● Data:
=== Begin Enclosure ===

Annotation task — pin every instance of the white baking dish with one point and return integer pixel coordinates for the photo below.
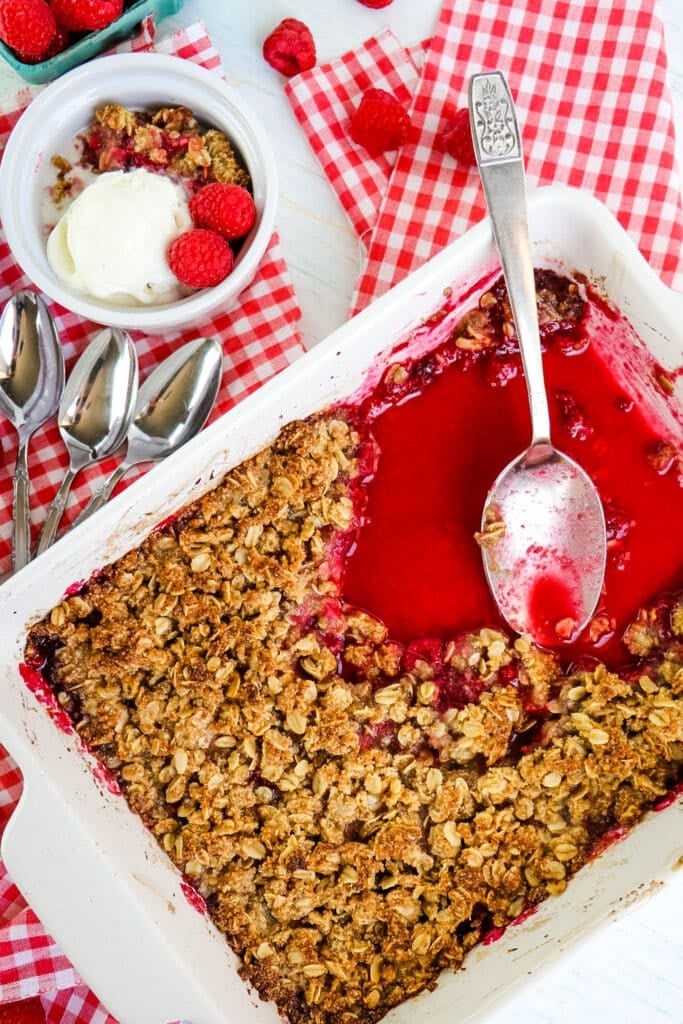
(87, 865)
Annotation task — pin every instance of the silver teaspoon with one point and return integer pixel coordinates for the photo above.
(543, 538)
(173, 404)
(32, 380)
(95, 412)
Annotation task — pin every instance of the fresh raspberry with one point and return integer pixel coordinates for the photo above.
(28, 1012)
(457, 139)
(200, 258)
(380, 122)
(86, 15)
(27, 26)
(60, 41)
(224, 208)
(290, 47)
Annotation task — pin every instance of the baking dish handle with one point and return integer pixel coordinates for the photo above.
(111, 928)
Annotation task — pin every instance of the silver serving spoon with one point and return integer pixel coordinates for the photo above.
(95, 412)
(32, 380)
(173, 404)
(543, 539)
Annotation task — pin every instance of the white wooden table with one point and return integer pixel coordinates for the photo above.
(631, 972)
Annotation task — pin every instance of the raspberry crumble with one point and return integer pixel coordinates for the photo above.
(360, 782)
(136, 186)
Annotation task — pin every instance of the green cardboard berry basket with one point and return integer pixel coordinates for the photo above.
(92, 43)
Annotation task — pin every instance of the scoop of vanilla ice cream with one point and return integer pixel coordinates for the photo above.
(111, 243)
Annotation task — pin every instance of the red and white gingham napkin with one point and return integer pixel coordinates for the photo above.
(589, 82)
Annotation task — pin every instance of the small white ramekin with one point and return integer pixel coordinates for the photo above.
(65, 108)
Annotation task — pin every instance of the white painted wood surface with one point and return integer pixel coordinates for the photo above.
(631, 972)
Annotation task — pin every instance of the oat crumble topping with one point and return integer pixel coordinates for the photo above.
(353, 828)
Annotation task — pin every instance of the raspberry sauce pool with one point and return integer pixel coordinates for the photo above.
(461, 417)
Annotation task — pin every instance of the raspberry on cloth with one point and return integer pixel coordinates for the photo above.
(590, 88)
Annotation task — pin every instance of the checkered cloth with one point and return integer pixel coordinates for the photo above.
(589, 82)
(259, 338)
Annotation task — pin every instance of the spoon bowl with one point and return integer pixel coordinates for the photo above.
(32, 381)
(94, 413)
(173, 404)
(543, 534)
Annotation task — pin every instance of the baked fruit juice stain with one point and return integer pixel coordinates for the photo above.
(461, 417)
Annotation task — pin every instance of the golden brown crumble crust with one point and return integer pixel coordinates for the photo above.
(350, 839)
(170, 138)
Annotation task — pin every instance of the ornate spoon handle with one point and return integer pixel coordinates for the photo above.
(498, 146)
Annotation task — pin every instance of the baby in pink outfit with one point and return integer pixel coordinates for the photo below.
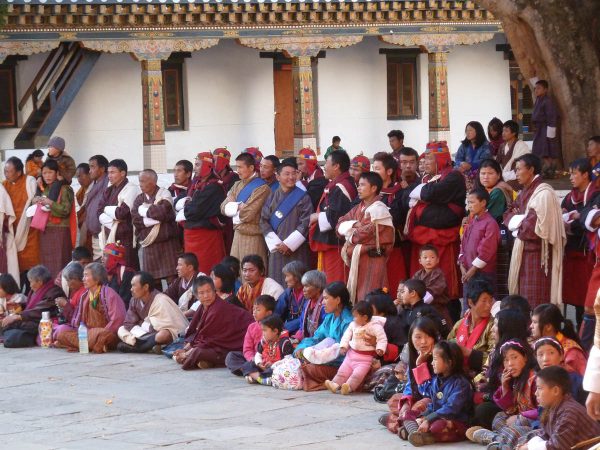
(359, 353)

=== End Enclosure ===

The response must restate exactly the lines from the one containing "Annotation task — pin every instance of the spoon" through the end of the records above and must leave out all pictures.

● Written answer:
Annotation task — pin every instance of the spoon bowl with one point and return integer pixel coordinates for the photo above.
(32, 381)
(94, 413)
(173, 404)
(543, 534)
Annotation task — pin every instance of the baked fruit juice stain with one point and return integer pixel coordinates for the photo above.
(461, 417)
Annotation task — pin every instance of the golden brown crumble crust with one point and return integer pixel coordinates for the photo above.
(350, 839)
(170, 138)
Annotation task — pin every instance of the ornate spoon handle with one point and return integer pixel coordinates for the photo above.
(498, 146)
Annotation task — pin every instance of the baby in pink outfit with one point and return integer pixel coordinates for the photo below.
(359, 353)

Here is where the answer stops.